+++ TESTO DA LEGGERE +++
Ora, tutto si può dire e fare, tranne che proclamare una mobilitazione a Torino partendo da un simile ragionamento senza porsi esplicitamente il problema del rapporto, non tanto con il Sallca-Cub (anche se sarebbe il caso…) quanto con quella maggioranza di lavoratori che, partecipando allo sciopero del 28 giugno, ha già dimostrato di non condividere affatto tali valutazioni. E che invece ha voluto manifestare la propria protesta e la propria opposizione contro l'insieme delle pesanti ricadute del processo di fusione: le gravi carenze di organico e la riduzione della sicurezza a costo, certo, ma anche l'estenuante lentezza della trattativa centralizzata, la remissività della delegazione trattante, i pessimi accordi già sottoscritti (di cessione, sul sistema incentivante…), lo smantellamento del CIA Sanpaolo, la perdita del controllo sindacale sulle assunzioni, l'accentramento dei back office, le pressioni commerciali legate ai nuovi game iperindividuali e l'elenco potrebbe essere molto più lungo.

Invece, come dimostrano i volantini delle Sigle concertative e le loro relazioni introduttive alle assemblee, in particolare dove manca il contraddittorio con i nostri delegati, siamo di fronte ad un'incredibile, puerile rimozione psicologica dei contenuti e del significato di quello sciopero.

Tante e grandi sono quindi le nostre perplessità.

Ciò nonostante, il 5 ottobre i quadri sindacali del Sallca-Cub sciopereranno.

Due le motivazioni di fondo. Innanzi tutto, vogliamo essere coerenti con l'impegno assunto con i lavoratori torinesi al Colosseo, quando dicemmo che di fronte ad ogni sussulto delle sigle avremmo cercato di fare la nostra parte. In secondo luogo, l'esito dello sciopero del 28 ci assegna una grande responsabilità e non vogliamo contribuire a frantumare quell'unità dei lavoratori che, a Torino, ha contraddistinto quella giornata di lotta.
+++
# [ELENCO DEI COMPITI]
1. Nel testo sullo sciopero contro la fusione, riporti tutte le ricadute elencate dopo le parole «ma anche».
2. Prosegua il testo sullo sciopero torinese del 5 ottobre, riprendendo subito dopo la sua ultima frase.
+++ DATI GREZZI +++
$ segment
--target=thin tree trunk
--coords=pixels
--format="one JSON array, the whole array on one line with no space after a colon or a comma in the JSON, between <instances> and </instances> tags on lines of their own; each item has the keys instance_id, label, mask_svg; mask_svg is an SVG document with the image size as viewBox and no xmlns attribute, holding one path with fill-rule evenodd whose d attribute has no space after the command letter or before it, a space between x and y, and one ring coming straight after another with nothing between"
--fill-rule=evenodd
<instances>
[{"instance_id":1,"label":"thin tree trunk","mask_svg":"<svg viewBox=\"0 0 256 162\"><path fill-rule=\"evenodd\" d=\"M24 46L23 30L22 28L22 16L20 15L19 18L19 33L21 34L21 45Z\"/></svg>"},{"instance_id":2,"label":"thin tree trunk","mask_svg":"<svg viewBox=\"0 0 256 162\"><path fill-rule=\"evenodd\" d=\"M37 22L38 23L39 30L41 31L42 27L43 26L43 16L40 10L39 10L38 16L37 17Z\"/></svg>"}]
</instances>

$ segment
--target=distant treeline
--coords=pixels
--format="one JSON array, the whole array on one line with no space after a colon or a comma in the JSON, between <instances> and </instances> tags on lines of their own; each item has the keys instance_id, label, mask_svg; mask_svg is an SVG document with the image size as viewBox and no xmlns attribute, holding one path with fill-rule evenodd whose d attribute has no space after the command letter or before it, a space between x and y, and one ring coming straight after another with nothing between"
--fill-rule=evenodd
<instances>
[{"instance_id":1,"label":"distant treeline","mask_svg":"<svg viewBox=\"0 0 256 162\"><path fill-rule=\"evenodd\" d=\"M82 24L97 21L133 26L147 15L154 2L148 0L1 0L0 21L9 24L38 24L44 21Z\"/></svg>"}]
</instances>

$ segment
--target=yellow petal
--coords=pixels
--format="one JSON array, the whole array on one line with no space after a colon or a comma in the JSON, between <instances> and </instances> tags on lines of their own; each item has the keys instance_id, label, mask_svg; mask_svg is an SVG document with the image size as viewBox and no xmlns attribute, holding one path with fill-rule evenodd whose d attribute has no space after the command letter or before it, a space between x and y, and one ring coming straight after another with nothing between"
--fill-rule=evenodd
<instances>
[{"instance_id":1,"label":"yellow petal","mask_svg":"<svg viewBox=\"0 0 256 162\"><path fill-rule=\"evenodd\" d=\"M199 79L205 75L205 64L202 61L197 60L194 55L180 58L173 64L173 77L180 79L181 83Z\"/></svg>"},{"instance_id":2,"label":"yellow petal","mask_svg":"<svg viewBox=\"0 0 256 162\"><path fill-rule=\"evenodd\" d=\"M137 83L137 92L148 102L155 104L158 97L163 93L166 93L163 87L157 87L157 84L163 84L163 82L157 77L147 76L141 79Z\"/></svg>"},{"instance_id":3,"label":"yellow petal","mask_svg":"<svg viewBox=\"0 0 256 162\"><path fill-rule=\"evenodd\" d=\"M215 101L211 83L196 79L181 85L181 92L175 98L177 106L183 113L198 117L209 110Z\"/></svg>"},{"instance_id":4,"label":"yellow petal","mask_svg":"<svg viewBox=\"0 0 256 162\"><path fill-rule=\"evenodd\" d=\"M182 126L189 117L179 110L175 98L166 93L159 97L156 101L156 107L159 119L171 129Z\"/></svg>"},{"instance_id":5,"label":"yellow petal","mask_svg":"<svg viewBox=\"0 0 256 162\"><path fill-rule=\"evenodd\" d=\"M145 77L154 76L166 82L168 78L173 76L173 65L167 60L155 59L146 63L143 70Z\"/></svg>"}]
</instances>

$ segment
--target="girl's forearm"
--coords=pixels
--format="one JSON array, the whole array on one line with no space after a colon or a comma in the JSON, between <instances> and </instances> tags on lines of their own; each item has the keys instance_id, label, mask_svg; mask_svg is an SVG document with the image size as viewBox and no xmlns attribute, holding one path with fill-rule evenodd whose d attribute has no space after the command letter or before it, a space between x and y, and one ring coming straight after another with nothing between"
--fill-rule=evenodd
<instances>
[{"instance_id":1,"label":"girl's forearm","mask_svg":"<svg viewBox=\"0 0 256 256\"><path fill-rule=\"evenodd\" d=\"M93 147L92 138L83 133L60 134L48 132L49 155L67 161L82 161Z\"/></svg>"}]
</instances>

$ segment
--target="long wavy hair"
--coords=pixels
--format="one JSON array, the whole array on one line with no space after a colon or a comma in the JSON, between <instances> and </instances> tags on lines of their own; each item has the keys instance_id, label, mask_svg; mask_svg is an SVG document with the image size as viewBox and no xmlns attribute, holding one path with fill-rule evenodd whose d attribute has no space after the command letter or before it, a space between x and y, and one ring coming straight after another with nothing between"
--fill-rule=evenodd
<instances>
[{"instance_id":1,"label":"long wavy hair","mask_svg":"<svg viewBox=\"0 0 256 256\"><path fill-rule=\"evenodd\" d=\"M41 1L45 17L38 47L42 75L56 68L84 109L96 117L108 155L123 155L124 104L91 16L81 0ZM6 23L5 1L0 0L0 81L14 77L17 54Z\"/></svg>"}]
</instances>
+++
# [LE RISPOSTE]
1.
- l'estenuante lentezza della trattativa centralizzata
- la remissività della delegazione trattante
- i pessimi accordi già sottoscritti (di cessione, sul sistema incentivante…)
- lo smantellamento del CIA Sanpaolo
- la perdita del controllo sindacale sulle assunzioni
- l'accentramento dei back office
- le pressioni commerciali legate ai nuovi game iperindividuali

2.
In buona o cattiva fede, che lo si dica apertamente o che lo si neghi con sdegno, questo sciopero nasce per il successo di quello.

Faremo quindi finta di dimenticare che, quel giorno, alcuni di quelli che oggi "sono sul piede di guerra" hanno emesso diktat nei quali diffidavano i quadri di base delle loro sigle dallo scioperare con noi e che altri si sono presentati al lavoro dicendo agli esterrefatti direttori: "fammi aprire cassa perché oggi la filiale deve funzionare".

Sciopereremo e dedicheremo la giornata ad incontrare i lavoratori venduti di altre regioni.

Deve essere chiaro, comunque, che riteniamo questa ed altre (eventuali) iniziative locali insufficienti (quando non controproducenti) rispetto alle esigenze che hanno oggi i lavoratori del Gruppo. E che sono riassumibili solo in una dura vertenza di carattere nazionale, su obiettivi precisi e condivisi. Nella paralisi e nella sudditanza altrui, abbiamo già dimostrato di saper chiamare i lavoratori alla lotta e non esiteremo a farlo nuovamente.

C.U.B.-S.A.L.L.C.A.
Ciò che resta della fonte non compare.